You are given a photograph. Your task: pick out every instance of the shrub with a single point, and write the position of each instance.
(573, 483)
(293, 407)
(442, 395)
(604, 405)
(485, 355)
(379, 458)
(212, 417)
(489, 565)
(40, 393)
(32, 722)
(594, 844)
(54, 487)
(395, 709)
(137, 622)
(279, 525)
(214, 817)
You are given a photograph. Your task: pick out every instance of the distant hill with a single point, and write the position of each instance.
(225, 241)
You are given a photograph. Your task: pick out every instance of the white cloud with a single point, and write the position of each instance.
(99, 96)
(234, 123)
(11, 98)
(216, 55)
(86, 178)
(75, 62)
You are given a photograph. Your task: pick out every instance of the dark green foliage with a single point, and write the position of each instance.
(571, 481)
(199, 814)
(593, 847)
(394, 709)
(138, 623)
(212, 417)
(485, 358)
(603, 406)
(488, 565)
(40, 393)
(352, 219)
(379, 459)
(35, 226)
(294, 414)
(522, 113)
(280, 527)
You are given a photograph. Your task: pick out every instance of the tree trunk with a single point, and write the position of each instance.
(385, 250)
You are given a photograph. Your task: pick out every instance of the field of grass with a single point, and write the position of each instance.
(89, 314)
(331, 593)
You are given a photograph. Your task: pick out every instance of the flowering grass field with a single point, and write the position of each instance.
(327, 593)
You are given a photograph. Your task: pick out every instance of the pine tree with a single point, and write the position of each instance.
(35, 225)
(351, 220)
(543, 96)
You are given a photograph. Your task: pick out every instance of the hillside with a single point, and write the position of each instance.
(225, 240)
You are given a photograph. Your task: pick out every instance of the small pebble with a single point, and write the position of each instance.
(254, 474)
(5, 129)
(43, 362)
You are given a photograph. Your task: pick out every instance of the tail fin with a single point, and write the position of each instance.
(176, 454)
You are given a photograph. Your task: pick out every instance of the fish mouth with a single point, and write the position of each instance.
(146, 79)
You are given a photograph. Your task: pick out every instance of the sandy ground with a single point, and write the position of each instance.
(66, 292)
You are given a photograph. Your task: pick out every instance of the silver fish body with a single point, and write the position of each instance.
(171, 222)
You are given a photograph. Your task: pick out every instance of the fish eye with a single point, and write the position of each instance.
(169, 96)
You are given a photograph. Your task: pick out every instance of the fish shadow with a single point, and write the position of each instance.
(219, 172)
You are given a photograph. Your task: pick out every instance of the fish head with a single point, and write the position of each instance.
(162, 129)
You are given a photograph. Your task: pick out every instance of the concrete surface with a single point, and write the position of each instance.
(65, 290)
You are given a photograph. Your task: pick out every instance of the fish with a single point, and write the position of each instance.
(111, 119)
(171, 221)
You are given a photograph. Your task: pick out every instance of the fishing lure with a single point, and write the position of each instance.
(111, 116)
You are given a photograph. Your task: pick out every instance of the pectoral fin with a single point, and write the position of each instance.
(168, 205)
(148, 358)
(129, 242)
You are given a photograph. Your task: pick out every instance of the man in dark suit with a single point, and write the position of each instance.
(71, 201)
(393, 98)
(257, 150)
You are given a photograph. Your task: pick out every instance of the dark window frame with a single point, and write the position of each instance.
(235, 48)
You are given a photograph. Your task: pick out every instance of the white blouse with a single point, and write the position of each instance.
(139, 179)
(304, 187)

══════════════════════════════

TASK GOAL: What are the lines from the one with "of the pectoral" through the last line of the records above? Quote them exactly and add nothing.

ANSWER TO THIS PROBLEM:
You are given a photograph. Your task: pick out every instance of the pectoral fin with a single point, and write the position of each instance.
(168, 205)
(148, 358)
(129, 242)
You are given a photograph. Your task: pick out every instance of the man in dark suit with a single point, and write the position of each instance.
(71, 201)
(393, 98)
(257, 150)
You are given a photograph. Your task: pick out every instance of the dark window frame with a single point, and write the position of each instance.
(235, 48)
You are given a photograph. Your task: pick out every instance of the white blouse with a single point, and write the position of each instance.
(139, 179)
(304, 187)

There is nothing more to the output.